**WHAT IS EXPECTED**
Reproduce, word for word, the lines of the records below, starting at the line that contains "Where can the green leaf" and ending at the line that contains "pixel 416 257", with both of those lines included.
··· RAW RECORDS
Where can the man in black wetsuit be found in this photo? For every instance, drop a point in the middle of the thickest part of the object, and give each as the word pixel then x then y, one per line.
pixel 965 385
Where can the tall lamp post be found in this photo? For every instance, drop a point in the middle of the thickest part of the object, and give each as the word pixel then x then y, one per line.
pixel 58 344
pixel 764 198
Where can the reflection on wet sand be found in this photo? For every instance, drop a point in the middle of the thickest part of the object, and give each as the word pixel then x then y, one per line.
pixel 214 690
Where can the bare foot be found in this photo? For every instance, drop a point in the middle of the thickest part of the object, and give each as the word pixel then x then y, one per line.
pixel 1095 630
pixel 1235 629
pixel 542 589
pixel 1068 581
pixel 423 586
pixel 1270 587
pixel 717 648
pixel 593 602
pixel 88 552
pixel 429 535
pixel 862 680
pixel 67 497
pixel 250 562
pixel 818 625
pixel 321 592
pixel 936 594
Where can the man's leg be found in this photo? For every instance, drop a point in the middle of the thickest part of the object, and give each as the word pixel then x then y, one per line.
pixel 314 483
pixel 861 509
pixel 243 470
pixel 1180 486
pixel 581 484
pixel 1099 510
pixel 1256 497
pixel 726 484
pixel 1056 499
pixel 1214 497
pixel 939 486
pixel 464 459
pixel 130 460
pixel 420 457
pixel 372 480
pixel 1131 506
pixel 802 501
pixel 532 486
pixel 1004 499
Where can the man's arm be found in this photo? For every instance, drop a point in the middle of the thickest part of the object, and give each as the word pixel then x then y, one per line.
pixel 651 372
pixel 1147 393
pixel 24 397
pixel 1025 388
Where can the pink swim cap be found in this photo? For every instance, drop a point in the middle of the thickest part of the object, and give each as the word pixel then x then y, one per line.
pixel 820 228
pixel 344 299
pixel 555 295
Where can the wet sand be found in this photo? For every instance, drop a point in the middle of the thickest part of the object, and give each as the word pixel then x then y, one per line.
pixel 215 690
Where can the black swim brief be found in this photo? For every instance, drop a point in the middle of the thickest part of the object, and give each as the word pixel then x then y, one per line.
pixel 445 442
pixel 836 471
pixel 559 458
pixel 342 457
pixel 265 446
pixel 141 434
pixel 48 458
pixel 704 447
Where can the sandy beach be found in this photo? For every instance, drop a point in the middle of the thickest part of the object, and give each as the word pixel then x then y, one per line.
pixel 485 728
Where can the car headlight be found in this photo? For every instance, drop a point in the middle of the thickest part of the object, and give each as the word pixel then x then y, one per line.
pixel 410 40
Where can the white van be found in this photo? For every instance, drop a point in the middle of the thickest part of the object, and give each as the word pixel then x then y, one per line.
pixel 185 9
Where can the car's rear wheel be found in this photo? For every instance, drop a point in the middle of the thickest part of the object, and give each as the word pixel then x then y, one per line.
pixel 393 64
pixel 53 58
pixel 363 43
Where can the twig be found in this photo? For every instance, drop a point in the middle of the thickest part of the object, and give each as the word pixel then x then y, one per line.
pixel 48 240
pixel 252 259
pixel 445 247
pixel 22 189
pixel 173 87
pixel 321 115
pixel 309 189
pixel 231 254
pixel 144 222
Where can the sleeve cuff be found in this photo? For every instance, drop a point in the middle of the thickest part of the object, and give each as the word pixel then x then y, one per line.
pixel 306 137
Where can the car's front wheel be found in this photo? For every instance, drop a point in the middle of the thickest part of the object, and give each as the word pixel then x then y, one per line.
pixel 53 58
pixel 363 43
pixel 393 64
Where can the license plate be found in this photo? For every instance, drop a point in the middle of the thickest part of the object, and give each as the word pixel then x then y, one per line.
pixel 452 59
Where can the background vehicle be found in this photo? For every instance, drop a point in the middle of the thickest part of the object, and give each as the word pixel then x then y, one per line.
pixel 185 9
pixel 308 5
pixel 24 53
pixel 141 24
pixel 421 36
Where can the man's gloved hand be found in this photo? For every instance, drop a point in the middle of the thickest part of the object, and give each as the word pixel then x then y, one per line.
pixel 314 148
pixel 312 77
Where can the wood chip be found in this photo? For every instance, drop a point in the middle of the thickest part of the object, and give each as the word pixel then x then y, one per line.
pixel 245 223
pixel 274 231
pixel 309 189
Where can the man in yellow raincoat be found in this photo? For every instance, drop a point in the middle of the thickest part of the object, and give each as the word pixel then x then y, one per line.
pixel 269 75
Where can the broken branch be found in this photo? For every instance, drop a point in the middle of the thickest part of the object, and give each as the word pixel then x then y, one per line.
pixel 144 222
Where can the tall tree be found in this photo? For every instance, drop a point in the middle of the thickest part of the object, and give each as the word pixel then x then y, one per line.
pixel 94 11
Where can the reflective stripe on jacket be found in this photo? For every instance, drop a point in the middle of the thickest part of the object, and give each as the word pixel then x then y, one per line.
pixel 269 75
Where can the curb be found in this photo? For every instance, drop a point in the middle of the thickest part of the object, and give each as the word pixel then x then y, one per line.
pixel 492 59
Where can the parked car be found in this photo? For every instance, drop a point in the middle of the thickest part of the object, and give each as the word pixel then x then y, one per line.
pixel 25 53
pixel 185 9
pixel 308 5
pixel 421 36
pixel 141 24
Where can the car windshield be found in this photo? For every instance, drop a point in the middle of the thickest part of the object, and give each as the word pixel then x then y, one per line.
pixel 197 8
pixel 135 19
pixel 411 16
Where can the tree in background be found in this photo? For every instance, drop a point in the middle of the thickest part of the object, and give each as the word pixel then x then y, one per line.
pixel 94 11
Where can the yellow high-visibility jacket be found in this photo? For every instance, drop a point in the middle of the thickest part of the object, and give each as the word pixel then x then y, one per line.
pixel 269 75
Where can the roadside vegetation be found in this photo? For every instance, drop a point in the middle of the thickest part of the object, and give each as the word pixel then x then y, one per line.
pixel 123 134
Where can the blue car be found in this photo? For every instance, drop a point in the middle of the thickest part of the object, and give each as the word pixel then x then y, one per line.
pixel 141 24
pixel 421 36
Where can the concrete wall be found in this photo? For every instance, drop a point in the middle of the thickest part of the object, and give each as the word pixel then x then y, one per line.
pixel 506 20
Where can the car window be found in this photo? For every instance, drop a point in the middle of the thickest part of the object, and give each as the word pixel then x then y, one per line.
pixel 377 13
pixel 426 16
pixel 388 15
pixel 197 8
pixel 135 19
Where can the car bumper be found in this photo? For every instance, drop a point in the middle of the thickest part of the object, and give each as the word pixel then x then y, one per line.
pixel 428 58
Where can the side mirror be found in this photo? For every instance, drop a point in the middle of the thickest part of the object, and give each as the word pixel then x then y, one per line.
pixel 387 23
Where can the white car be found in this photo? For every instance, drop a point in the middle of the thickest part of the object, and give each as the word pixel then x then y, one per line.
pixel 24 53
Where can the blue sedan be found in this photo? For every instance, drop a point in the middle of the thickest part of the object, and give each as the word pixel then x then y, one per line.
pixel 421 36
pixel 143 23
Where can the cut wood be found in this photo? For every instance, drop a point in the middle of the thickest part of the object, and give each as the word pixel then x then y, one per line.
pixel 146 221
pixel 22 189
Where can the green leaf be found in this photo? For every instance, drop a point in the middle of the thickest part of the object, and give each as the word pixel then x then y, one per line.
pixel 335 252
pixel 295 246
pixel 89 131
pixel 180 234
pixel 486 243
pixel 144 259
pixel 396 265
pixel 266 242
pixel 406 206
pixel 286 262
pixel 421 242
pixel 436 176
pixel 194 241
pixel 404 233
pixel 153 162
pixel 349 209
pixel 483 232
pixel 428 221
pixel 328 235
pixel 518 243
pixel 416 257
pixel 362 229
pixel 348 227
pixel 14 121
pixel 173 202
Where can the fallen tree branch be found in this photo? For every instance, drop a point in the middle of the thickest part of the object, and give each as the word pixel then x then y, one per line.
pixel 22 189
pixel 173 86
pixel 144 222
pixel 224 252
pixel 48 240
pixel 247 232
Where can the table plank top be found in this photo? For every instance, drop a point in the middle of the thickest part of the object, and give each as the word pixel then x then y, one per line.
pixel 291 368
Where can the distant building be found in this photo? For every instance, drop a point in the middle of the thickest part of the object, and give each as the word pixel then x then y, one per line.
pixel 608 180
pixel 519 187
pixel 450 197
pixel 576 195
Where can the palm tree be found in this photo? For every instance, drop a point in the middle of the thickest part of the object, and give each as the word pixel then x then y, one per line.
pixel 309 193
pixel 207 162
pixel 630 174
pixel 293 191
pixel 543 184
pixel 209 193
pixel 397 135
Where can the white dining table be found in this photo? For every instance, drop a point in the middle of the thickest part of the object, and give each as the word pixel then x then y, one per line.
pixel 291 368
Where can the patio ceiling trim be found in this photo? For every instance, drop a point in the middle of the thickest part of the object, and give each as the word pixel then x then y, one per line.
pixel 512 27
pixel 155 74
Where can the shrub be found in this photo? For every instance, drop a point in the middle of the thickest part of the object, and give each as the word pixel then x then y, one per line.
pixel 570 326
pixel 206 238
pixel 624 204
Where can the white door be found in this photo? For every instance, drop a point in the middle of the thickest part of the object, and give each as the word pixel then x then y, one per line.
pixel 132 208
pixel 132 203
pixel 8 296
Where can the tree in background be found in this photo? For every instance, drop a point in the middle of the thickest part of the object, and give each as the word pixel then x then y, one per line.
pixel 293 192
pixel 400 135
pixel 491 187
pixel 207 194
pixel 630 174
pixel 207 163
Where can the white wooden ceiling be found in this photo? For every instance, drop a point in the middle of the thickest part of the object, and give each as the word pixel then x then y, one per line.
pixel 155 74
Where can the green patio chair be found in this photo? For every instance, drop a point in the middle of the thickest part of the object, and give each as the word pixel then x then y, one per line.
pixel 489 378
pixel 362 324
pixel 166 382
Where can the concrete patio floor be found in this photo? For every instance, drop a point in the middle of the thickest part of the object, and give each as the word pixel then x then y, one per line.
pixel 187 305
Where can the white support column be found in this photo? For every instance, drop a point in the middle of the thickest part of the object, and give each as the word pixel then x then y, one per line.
······
**RESULT**
Where can the green leaf be found in this photo? For every instance, drop a point in the middle of the thickest part of the object, and give each as the word pixel then x then y, one per line.
pixel 335 252
pixel 295 246
pixel 89 131
pixel 180 234
pixel 486 243
pixel 144 259
pixel 396 265
pixel 266 242
pixel 406 206
pixel 286 262
pixel 421 242
pixel 436 176
pixel 194 241
pixel 404 233
pixel 153 162
pixel 349 209
pixel 483 232
pixel 428 221
pixel 328 235
pixel 518 243
pixel 416 257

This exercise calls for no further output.